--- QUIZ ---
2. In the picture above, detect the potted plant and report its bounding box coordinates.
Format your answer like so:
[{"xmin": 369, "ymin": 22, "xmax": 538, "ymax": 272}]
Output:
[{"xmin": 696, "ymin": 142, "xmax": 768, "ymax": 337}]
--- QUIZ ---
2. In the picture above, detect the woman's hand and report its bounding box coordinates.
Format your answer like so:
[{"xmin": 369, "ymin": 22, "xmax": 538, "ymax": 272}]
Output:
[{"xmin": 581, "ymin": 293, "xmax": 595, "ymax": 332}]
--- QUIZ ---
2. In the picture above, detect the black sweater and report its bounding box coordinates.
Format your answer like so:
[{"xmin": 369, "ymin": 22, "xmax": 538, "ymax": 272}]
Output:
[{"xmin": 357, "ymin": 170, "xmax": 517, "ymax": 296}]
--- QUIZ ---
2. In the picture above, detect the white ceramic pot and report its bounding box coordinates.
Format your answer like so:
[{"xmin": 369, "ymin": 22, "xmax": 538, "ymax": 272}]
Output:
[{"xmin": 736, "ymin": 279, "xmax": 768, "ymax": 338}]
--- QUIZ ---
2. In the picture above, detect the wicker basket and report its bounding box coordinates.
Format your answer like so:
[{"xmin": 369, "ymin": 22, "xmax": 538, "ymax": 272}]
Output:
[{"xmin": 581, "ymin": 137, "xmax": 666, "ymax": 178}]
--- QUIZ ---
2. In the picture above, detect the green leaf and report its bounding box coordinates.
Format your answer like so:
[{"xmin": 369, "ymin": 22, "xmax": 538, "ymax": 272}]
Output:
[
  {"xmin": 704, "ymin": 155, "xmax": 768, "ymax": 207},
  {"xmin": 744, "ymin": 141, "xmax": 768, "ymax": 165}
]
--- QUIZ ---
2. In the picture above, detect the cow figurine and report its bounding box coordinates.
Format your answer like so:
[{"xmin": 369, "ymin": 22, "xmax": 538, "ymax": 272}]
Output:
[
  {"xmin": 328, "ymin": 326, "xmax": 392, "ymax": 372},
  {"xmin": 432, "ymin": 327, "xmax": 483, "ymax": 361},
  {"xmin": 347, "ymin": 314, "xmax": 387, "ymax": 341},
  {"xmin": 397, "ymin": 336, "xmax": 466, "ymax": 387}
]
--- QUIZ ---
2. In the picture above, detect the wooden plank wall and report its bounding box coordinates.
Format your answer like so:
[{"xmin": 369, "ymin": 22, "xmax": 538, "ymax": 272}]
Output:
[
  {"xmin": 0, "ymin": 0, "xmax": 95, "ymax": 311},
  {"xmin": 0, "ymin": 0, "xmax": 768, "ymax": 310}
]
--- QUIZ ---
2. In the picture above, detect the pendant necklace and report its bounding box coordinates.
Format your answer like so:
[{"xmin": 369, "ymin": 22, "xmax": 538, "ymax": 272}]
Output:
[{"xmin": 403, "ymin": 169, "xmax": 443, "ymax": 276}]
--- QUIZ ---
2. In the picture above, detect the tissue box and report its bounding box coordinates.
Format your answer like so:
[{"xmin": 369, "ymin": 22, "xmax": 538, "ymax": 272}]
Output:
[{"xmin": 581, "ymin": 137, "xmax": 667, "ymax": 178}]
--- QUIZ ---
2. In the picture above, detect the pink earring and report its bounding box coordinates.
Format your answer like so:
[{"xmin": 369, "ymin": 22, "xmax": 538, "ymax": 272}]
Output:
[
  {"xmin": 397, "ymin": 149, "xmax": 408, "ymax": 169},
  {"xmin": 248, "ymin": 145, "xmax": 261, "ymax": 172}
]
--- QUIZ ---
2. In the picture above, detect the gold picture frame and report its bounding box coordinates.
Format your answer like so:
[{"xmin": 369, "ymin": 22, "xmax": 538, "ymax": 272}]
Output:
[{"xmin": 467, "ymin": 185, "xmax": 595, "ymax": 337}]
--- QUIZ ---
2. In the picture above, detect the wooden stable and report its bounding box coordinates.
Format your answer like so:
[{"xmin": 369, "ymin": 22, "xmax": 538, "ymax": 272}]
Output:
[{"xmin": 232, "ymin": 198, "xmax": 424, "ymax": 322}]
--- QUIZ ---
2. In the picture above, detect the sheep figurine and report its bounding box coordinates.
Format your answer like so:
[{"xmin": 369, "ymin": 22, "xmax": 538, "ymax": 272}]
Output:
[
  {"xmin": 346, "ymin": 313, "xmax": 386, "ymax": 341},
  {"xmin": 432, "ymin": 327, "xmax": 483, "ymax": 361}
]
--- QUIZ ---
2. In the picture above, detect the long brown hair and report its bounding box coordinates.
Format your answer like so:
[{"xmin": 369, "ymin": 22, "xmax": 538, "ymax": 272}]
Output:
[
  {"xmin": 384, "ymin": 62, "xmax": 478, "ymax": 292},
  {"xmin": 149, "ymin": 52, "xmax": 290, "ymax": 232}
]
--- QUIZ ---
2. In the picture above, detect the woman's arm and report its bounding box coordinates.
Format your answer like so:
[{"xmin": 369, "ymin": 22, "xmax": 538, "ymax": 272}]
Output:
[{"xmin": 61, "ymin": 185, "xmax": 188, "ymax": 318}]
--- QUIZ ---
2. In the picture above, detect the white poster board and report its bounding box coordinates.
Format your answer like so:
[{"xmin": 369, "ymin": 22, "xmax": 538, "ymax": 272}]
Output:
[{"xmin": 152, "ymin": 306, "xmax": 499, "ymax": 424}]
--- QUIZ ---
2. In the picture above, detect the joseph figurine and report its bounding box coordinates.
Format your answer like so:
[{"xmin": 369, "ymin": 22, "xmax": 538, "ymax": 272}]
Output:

========

> [Your instructions] Report how many lines in the items above contain the string "white", with case counting, and give only that number.

> [Reply] 2